(ARTICOLO):
- - - - -

E’ diverso scrivere “dichiaro di donare” rispetto a “ti lascio” per aversi un testamento olografo?

Luca Mascaro 27/02/19
“Dichiaro che dono a mio figlio L.F. l’appartamento di mia proprietà sito in (OMISSIS)”

Questa la espressione al vaglio della Suprema Corte, oggetto della statuizione contenuta nella sentenza n. 2700, pronunciata dalla Seconda Sezione, il 30/1/2019.

I giudici di Piazza Cavour si sono trovati dinanzi ad una missiva, contenente la summenzionata disposizione, datata 26 luglio 1996, sottoscritta e redatta di suo pugno dalla de cuius.

Dato che in appello alla medesima era stato disconosciuto il valore di atto di ultima volontà venendo qualificata come “progetto dispositivo non impegnativo”, il ricorrente decide di adire la Corte di Cassazione, sul presupposto che sussistano tutti i requisiti prescritti dall’art. 602, comma 1, c.c., per la riconducibilità della missiva in commento nell’alveo del testamento olografo.

- - - - -

(PROBLEMA PROPOSTO 1): Ricopia senza alcuna modifica le righe delle voci, dalla riga che contiene "Target: strawberry slice" fino alla riga che contiene "[[[434,9],[430,0],[338,0],[327,28],[335,37],[382,37],[416,22]]]", entrambe incluse.

- - - - -

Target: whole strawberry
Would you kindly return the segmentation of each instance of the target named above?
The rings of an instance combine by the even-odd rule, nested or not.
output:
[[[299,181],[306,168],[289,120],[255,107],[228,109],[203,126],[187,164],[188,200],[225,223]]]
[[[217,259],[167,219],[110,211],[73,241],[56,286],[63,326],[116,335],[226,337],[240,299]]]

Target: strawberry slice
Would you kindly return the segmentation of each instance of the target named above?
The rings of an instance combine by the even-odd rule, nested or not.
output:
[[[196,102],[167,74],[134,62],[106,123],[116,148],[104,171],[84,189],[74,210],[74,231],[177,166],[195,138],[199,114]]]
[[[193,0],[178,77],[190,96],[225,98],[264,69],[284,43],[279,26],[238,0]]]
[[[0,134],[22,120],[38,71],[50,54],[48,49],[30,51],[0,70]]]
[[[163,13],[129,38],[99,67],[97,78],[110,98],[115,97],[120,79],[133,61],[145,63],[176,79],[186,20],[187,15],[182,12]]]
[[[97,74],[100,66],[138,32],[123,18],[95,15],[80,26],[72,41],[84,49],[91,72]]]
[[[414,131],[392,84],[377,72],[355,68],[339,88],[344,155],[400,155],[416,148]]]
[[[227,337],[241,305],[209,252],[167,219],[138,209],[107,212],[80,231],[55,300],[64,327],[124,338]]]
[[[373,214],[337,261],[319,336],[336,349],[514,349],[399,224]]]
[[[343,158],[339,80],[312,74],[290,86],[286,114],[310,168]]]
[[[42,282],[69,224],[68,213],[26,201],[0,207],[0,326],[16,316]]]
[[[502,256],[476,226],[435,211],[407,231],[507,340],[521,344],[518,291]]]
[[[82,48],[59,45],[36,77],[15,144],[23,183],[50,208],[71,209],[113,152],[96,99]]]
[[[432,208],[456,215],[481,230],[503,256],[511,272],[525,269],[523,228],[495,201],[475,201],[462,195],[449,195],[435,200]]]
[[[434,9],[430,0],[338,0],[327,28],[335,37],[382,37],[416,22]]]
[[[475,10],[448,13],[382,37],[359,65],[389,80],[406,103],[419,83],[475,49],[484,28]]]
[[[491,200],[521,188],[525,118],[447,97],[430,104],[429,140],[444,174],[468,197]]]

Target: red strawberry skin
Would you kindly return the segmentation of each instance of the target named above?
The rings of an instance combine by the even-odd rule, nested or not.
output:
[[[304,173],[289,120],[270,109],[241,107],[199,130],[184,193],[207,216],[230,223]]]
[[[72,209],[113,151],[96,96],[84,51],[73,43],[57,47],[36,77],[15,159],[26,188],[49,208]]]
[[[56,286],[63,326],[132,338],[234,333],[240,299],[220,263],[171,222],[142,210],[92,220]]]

- - - - -

(PROBLEMA PROPOSTO 2): Ripeti alla lettera il passo dell'articolo che va da "E’ diverso scrivere" fino a "dalla de cuius.".

(RISULTATO 1):
Target: strawberry slice
Would you kindly return the segmentation of each instance of the target named above?
The rings of an instance combine by the even-odd rule, nested or not.
output:
[[[196,102],[167,74],[134,62],[106,123],[116,148],[104,171],[84,189],[74,210],[74,231],[177,166],[195,138],[199,114]]]
[[[193,0],[178,77],[190,96],[225,98],[264,69],[284,43],[279,26],[238,0]]]
[[[0,134],[22,120],[38,71],[50,54],[48,49],[30,51],[0,70]]]
[[[163,13],[129,38],[99,67],[97,78],[110,98],[115,97],[120,79],[133,61],[145,63],[176,79],[186,20],[187,15],[182,12]]]
[[[97,74],[100,66],[138,32],[123,18],[95,15],[80,26],[72,41],[84,49],[91,72]]]
[[[414,131],[392,84],[377,72],[355,68],[339,88],[344,155],[400,155],[416,148]]]
[[[227,337],[241,305],[209,252],[167,219],[138,209],[107,212],[80,231],[55,300],[64,327],[124,338]]]
[[[373,214],[337,261],[319,336],[336,349],[514,349],[399,224]]]
[[[343,158],[339,80],[312,74],[290,86],[286,114],[310,168]]]
[[[42,282],[69,224],[68,213],[26,201],[0,207],[0,326],[16,316]]]
[[[502,256],[476,226],[435,211],[407,231],[507,340],[521,344],[518,291]]]
[[[82,48],[59,45],[36,77],[15,144],[23,183],[50,208],[71,209],[113,152],[96,99]]]
[[[432,208],[456,215],[481,230],[503,256],[511,272],[525,269],[523,228],[495,201],[475,201],[462,195],[449,195],[435,200]]]
[[[434,9],[430,0],[338,0],[327,28],[335,37],[382,37],[416,22]]]

(RISULTATO 2):
E’ diverso scrivere “dichiaro di donare” rispetto a “ti lascio” per aversi un testamento olografo?

Luca Mascaro 27/02/19
“Dichiaro che dono a mio figlio L.F. l’appartamento di mia proprietà sito in (OMISSIS)”

Questa la espressione al vaglio della Suprema Corte, oggetto della statuizione contenuta nella sentenza n. 2700, pronunciata dalla Seconda Sezione, il 30/1/2019.

I giudici di Piazza Cavour si sono trovati dinanzi ad una missiva, contenente la summenzionata disposizione, datata 26 luglio 1996, sottoscritta e redatta di suo pugno dalla de cuius.